DATI FORNITI →
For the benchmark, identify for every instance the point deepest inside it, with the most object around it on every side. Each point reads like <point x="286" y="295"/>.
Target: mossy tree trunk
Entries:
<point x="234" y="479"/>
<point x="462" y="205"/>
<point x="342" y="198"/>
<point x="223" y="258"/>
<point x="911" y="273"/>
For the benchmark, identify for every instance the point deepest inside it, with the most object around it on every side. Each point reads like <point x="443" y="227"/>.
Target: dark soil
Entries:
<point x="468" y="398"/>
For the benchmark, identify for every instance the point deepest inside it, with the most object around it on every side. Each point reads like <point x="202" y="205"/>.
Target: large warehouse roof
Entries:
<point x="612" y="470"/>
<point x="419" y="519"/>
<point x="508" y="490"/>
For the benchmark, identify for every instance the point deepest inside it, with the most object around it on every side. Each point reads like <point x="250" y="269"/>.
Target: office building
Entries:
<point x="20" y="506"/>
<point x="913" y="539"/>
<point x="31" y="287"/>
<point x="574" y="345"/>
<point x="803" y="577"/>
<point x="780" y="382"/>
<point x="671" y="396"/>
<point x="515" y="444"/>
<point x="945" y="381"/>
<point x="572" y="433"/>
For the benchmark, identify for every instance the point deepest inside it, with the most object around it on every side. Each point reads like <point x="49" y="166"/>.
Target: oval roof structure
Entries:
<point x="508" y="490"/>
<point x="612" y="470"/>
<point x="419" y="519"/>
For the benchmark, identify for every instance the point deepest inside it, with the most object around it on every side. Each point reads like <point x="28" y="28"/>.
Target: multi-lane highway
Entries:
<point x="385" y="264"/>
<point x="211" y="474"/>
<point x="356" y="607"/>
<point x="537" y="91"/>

OBIETTIVO DEL COMPITO →
Ripeti tutte le voci riportate sopra, senza cambiare nulla.

RISPOSTA →
For the benchmark, identify for every instance the point deepest inside it, with the most object around it on every side. Each point reads like <point x="286" y="295"/>.
Target: mossy tree trunk
Entries:
<point x="234" y="479"/>
<point x="462" y="205"/>
<point x="342" y="198"/>
<point x="223" y="258"/>
<point x="911" y="273"/>
For the benchmark, identify for every instance the point deepest inside it, with the most object around it on every side. Each point reads like <point x="443" y="227"/>.
Target: dark soil
Entries:
<point x="468" y="398"/>
For the benchmark, identify for every instance the point deepest inside it, with the most object around it on every side. Each point reads like <point x="202" y="205"/>.
Target: large warehouse roof
Entries:
<point x="612" y="470"/>
<point x="419" y="519"/>
<point x="508" y="490"/>
For the benchmark, identify for every instance the point deepest inside it, with the most object around it on every side. Each point reads like <point x="250" y="269"/>.
Target: office building
Entries:
<point x="20" y="506"/>
<point x="913" y="539"/>
<point x="31" y="287"/>
<point x="574" y="345"/>
<point x="803" y="577"/>
<point x="780" y="382"/>
<point x="671" y="396"/>
<point x="515" y="444"/>
<point x="945" y="381"/>
<point x="572" y="433"/>
For the benchmark, identify for every instance the point deepest inside it, with the most object around it on every side. Each point reads like <point x="49" y="166"/>.
Target: oval roof structure
Entries:
<point x="508" y="490"/>
<point x="612" y="470"/>
<point x="419" y="519"/>
For the benchmark, identify for every instance the point deepest inside it, with the most object around it on every side. Each point reads like <point x="28" y="28"/>.
Target: multi-lane highway
Entries:
<point x="385" y="264"/>
<point x="211" y="474"/>
<point x="356" y="607"/>
<point x="537" y="91"/>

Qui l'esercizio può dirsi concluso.